**Goal of the exercise**
From the line that includes "Q: Point to every instance of the sky" down to the final line of the data below, copy every line exactly and leave the rest out.

───── Data extracts

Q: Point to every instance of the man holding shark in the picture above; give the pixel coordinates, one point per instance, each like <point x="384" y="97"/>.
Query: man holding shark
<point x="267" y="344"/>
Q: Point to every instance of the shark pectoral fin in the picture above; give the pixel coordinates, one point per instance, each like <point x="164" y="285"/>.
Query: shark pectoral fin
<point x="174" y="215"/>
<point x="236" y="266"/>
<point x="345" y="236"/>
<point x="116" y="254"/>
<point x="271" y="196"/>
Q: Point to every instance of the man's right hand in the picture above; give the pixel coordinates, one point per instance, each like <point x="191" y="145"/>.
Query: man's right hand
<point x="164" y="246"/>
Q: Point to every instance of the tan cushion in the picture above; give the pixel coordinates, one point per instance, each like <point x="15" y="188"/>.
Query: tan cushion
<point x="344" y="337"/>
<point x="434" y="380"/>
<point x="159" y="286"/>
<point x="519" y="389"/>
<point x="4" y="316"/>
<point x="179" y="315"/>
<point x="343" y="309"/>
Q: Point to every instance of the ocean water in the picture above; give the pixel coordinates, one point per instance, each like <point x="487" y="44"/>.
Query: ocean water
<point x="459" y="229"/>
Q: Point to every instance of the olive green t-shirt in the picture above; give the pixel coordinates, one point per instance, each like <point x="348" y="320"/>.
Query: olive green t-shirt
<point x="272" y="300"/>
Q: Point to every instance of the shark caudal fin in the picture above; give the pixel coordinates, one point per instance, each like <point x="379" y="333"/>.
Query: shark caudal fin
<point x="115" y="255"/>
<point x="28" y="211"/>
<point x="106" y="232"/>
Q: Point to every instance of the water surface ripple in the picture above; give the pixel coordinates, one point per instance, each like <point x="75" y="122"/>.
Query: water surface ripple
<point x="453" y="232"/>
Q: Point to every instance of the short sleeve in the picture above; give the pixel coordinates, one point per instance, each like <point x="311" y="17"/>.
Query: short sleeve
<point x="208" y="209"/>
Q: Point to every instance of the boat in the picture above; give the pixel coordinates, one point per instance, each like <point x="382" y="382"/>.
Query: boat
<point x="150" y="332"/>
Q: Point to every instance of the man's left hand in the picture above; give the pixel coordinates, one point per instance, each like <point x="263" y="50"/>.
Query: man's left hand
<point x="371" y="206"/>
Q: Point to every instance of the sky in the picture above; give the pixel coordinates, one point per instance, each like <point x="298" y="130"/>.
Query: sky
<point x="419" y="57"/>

──────────

**Exercise answer**
Q: Point to every instance of the sky in the picture above; give the pixel coordinates, one point per instance, each like <point x="298" y="130"/>.
Query: sky
<point x="419" y="57"/>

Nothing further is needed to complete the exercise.